_BRIEF_
Your answer should be every line from the records that contains "wooden".

☆ ☆ ☆ ☆ ☆ ☆ ☆

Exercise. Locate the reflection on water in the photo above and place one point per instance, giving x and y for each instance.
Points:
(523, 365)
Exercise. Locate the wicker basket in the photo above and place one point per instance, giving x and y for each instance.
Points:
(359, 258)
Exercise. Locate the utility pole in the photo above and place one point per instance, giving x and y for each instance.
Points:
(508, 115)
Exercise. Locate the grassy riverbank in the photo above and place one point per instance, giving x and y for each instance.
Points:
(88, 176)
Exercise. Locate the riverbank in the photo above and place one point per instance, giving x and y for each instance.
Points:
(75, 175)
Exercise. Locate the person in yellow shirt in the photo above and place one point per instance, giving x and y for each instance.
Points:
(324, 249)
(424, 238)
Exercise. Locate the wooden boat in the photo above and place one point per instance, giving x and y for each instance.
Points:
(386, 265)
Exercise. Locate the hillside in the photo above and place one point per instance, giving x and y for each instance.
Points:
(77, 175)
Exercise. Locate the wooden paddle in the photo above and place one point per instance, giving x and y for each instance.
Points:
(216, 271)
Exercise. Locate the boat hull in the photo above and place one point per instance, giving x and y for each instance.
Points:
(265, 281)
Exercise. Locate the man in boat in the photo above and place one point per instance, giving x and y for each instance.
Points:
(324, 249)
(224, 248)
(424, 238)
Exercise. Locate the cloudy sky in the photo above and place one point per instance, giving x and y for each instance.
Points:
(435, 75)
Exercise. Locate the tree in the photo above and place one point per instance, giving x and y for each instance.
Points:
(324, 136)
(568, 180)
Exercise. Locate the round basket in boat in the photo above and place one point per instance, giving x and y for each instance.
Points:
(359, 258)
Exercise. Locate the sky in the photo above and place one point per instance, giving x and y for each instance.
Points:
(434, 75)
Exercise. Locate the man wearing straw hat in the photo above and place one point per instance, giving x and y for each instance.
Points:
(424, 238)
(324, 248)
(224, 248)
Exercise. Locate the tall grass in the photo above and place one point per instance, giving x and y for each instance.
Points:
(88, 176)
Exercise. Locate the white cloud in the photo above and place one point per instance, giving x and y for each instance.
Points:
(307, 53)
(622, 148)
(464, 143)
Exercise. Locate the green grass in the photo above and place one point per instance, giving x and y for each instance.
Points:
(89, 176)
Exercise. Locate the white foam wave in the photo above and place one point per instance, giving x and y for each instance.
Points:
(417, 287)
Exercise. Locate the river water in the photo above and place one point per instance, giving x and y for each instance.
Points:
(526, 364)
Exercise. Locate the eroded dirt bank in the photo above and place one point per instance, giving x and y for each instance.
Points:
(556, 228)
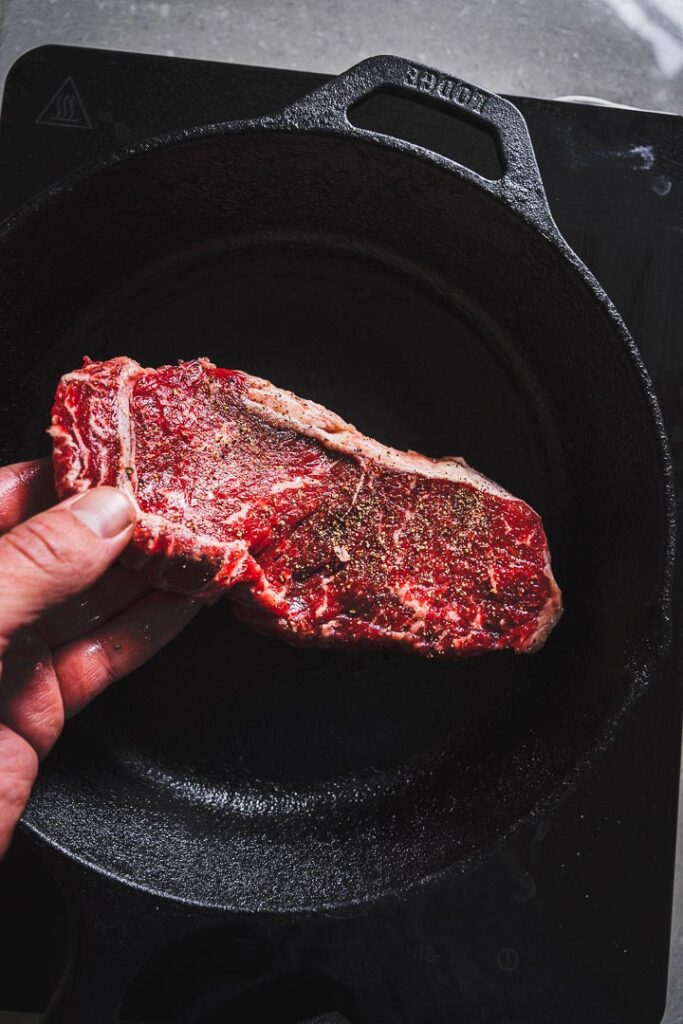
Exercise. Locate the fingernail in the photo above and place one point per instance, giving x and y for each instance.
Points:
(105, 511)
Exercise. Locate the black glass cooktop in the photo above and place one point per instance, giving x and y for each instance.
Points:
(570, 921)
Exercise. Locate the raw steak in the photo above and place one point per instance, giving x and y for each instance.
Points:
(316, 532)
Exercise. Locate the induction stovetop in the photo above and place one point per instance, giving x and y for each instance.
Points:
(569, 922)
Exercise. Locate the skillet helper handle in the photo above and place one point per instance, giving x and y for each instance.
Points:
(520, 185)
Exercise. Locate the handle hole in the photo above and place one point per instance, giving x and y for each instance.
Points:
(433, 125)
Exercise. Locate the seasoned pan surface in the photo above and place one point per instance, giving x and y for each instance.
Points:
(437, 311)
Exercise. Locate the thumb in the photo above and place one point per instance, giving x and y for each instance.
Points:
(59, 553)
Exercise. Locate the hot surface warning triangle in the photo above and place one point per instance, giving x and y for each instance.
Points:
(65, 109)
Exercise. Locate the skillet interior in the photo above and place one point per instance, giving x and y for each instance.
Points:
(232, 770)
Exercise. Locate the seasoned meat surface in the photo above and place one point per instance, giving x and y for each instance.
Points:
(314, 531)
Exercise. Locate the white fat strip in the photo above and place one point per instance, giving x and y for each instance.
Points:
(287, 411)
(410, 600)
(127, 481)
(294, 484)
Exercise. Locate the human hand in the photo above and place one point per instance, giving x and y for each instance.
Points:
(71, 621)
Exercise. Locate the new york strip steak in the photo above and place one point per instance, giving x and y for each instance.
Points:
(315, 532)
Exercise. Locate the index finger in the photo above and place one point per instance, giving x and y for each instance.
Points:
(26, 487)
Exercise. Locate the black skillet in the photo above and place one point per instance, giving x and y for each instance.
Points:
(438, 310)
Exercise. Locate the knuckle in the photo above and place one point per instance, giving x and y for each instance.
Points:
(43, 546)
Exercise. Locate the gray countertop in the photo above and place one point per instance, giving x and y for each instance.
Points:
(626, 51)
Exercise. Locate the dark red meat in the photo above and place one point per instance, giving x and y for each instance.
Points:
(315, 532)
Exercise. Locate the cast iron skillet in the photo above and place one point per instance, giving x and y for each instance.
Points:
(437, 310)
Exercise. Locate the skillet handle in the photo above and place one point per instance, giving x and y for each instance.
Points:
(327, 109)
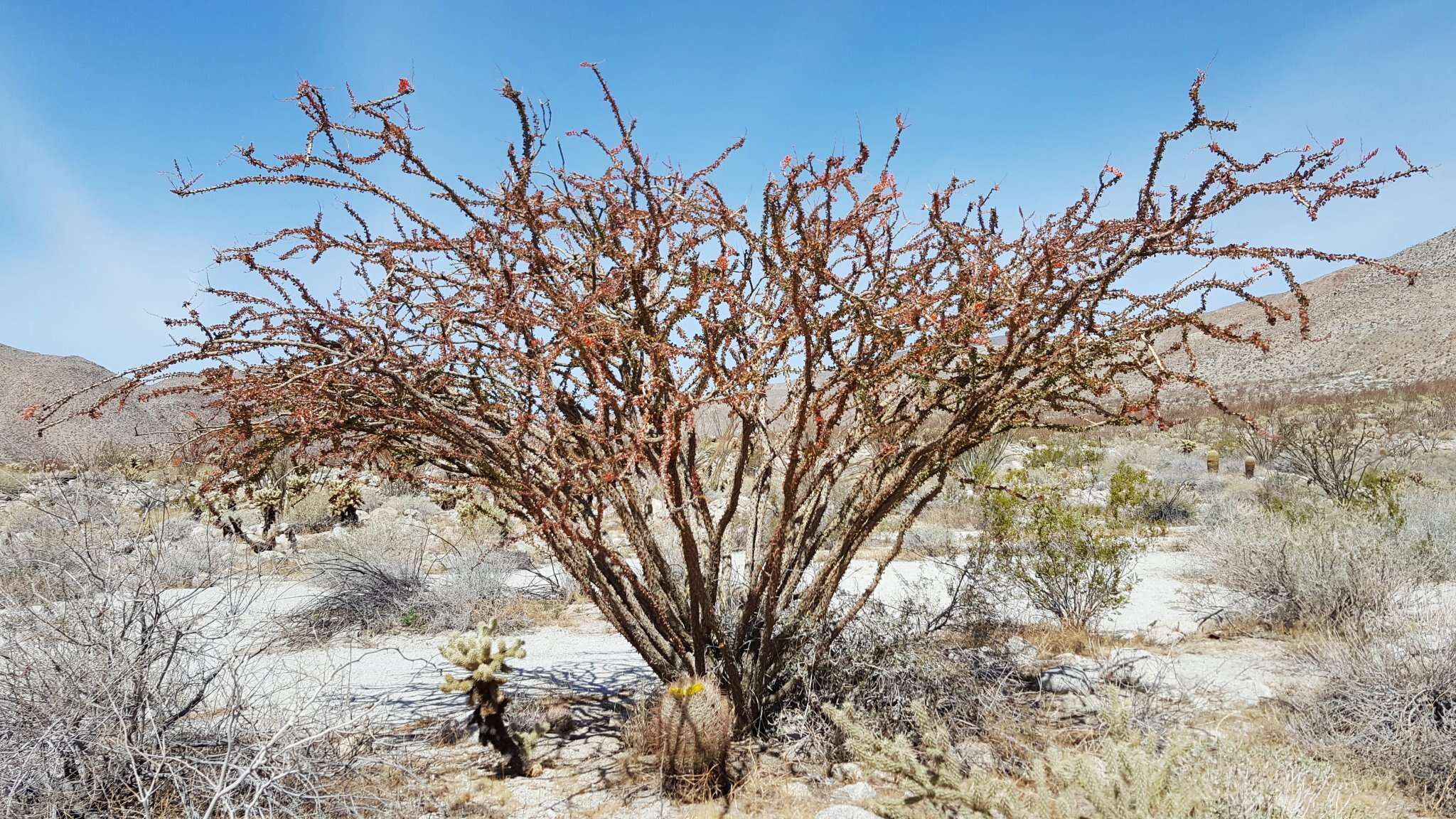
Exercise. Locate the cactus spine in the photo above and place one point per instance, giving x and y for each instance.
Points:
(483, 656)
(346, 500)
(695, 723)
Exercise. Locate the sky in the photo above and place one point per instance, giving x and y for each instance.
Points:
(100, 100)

☆ ☆ ☆ ☆ ☆ ☆ ☆

_EXERCISE RESPONSE_
Exercise. Locate the wooden boat in the photo above and place one point per instance, giving x and y for each instance.
Exercise. Locate the wooden paddle in the photo above and place one point per instance, giving x and y for each instance.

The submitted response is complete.